Document passage:
Triggers are very personal; different things trigger different people. The survivor may begin to avoid situations and stimuli that he thinks triggered the flashback. He will react to this flashback/trigger with an emotional intensity similar to that at the time of the trauma.
A person’s triggers are activated through one or more of the five senses: sight, sound, touch, smell and taste.
Sight: Any place or situation where the trauma took place; house, family events or social settings.
Sound: Anything that sounds like anger; raised voices, arguments, bangs and thumps or something breaking.
Touch: Anything that resembles the trauma; certain physical touch or someone standing too close.
Smell: Any smell that resembles the place or situation where the trauma occurred; food cooking, after shave or perfume.
Taste: Anything that is related to the trauma; certain foods, alcohol or tobacco.
As a person experiencing mental health symptoms, you will most likely have certain mental health triggers. You just may not know it. Part of treatment is to learn and identify personal triggers so you can prevent an episode or have a plan in place if symptom occur. This can make them more manageable so that they don’t control your mental well being when they come up.
During support groups we often talk about our triggers and what it means for us. We agree that triggers are unwelcome disturbances in our lives. And we acknowledge the challenges associated with it.

Extracted data entries:
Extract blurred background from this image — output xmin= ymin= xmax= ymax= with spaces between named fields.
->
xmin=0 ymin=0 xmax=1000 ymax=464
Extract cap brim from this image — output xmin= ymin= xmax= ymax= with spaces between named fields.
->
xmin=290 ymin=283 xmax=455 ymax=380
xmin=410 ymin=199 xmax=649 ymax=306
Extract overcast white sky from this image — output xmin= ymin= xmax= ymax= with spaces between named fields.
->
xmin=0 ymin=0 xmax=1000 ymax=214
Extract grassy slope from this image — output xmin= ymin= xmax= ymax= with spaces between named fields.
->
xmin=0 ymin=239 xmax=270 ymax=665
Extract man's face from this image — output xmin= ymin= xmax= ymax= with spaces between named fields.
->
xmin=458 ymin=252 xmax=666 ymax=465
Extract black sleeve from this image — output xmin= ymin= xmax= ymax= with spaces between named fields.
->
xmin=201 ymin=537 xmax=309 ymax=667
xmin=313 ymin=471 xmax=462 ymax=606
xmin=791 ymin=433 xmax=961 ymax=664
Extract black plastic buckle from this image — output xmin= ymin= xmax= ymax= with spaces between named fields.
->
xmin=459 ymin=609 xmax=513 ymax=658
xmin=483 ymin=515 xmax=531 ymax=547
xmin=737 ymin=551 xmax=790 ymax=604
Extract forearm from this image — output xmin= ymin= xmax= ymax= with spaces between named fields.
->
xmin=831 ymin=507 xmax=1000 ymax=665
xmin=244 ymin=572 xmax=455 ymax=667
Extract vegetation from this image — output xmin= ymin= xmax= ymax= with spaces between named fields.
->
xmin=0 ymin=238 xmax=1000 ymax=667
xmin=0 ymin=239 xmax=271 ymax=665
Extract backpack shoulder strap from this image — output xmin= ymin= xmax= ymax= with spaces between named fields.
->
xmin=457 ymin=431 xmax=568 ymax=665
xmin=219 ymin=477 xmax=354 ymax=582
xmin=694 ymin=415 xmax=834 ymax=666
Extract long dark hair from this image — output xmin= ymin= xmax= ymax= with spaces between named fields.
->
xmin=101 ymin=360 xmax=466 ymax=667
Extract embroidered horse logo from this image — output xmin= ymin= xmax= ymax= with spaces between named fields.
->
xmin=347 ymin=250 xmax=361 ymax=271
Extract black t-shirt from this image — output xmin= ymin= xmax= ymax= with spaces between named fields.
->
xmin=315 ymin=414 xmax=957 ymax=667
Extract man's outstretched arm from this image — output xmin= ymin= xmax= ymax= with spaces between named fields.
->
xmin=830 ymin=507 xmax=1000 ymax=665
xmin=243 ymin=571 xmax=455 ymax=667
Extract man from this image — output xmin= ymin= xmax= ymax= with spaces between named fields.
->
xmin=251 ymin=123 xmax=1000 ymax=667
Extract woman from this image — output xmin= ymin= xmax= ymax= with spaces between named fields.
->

Activity:
Reproduce the passage on triggers word for word, starting with "Triggers are very" and going on through "or social settings.".

Solution to this problem:
Triggers are very personal; different things trigger different people. The survivor may begin to avoid situations and stimuli that he thinks triggered the flashback. He will react to this flashback/trigger with an emotional intensity similar to that at the time of the trauma.
A person’s triggers are activated through one or more of the five senses: sight, sound, touch, smell and taste.
Sight: Any place or situation where the trauma took place; house, family events or social settings.